**Goal 1**
Name every person the biography of Justice T. V. R. Tatachari lists as present at his swearing in as Lokayukta of Himachal Pradesh.
**Goal 2**
Reproduce word for word the biography of Justice T. V. R. Tatachari from "Justice T. V. R. Tatachari B.Sc., B.L." to "the Lokayukta Act.".

**Page extract**

+--

Justice T. V. R. Tatachari B.Sc., B.L. (16 October 1916 – 1 June 2001) was Chief Justice of Delhi High Court. He was a highly Stotriya Vaishnava Scholar and belonged to one of Srimat Tirumala families settled in Vizianagaram.

Justice T. V. R. Tatachari was appointed first Lokayukta of the state of Himachal Pradesh. Governor Urmilla Singh, Chief Minister P. K. Dhumal, Assembly Speaker Tulsi Ram and leader of the opposition Vidya Stokes, Acting Chief Justice of High Court R. B. Mishra, were among those present at the swearing in.

(It is a quasi-judicial body)

Himachal Pradesh was one of the first states to appoint Lokayukta in 1983 when the then government headed by Chief Minister V. B. Singh passed the Lokayukta Act.

He graduated (BSc) from Maharajah's College, Vizianagaram in 1935 and completed a Bachelor of Law degree from University of Madras in 1938. He was enrolled as Advocate in the High Court of Madras on 26 February 1940 and practiced in the Madras High Court. He was appointed part-time Lecturer in the Faculty of Law of the Delhi University in November 1963.  Soon after he was appointed Judge of the Delhi High Court on 4 January 1967. On 4 June 1974 he was appointed the Chief Justice of Delhi High Court. He retired on 16 October 1978.

+--

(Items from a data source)
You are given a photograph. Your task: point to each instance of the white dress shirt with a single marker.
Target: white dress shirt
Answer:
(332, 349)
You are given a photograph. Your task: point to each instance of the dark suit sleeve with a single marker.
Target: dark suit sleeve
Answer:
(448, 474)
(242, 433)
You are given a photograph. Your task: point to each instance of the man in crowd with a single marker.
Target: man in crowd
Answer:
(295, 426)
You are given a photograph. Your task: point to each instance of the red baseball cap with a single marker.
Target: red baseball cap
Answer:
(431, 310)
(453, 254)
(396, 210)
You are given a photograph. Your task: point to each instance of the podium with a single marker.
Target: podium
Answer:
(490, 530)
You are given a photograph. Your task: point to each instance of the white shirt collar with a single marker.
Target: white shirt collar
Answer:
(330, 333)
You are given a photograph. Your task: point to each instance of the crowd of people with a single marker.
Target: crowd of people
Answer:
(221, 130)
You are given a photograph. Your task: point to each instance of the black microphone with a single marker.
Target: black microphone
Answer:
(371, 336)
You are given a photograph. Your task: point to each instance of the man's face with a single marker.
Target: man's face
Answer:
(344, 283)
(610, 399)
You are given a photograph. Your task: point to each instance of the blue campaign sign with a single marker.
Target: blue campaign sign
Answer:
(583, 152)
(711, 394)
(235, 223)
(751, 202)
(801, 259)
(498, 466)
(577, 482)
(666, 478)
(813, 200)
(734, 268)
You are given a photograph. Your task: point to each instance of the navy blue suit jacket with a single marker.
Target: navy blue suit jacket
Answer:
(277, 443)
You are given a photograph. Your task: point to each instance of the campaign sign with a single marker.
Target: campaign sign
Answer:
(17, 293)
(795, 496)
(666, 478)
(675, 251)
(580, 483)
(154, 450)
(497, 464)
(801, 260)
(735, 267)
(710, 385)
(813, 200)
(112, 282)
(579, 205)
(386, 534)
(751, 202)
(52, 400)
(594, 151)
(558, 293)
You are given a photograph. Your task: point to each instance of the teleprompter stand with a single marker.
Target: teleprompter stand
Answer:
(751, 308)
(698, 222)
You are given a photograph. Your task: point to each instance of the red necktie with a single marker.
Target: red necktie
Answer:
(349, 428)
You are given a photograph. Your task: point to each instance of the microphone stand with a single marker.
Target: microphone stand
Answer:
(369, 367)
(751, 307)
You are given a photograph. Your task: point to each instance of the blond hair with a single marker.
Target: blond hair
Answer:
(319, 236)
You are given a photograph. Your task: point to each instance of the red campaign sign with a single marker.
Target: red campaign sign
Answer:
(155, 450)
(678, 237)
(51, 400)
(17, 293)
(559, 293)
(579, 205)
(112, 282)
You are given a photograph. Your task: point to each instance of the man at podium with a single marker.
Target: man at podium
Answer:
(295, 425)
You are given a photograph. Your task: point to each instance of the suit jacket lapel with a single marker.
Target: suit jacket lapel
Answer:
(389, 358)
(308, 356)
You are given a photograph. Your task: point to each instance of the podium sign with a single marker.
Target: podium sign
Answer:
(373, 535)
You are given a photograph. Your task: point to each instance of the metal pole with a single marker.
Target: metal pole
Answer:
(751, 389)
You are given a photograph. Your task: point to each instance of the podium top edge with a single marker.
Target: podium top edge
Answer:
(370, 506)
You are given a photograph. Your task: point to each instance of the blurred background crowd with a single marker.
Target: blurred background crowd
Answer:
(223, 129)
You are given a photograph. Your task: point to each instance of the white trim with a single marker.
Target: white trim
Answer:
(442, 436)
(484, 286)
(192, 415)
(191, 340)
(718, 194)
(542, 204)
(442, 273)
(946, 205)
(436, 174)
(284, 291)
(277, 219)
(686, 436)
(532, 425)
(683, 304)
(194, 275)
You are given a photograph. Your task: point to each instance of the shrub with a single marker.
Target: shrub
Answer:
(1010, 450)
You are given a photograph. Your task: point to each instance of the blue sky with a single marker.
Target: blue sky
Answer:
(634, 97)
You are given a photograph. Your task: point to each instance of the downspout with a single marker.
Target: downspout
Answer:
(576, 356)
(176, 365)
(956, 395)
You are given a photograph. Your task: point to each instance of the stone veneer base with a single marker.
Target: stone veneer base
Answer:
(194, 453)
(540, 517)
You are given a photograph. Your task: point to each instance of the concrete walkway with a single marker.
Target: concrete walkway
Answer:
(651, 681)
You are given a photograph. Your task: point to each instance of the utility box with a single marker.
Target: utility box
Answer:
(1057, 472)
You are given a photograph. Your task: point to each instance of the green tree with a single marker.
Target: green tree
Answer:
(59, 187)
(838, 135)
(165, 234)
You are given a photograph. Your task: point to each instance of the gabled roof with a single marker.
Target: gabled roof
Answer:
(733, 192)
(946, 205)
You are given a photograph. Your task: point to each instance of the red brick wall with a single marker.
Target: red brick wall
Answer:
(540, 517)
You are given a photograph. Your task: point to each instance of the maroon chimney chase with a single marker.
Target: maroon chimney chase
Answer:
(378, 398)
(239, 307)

+--

**Full response 1**
Governor Urmilla Singh
Chief Minister P. K. Dhumal
Assembly Speaker Tulsi Ram
Leader of the opposition Vidya Stokes
Acting Chief Justice of High Court R. B. Mishra

**Full response 2**
Justice T. V. R. Tatachari B.Sc., B.L. (16 October 1916 – 1 June 2001) was Chief Justice of Delhi High Court. He was a highly Stotriya Vaishnava Scholar and belonged to one of Srimat Tirumala families settled in Vizianagaram.

Justice T. V. R. Tatachari was appointed first Lokayukta of the state of Himachal Pradesh. Governor Urmilla Singh, Chief Minister P. K. Dhumal, Assembly Speaker Tulsi Ram and leader of the opposition Vidya Stokes, Acting Chief Justice of High Court R. B. Mishra, were among those present at the swearing in.

(It is a quasi-judicial body)

Himachal Pradesh was one of the first states to appoint Lokayukta in 1983 when the then government headed by Chief Minister V. B. Singh passed the Lokayukta Act.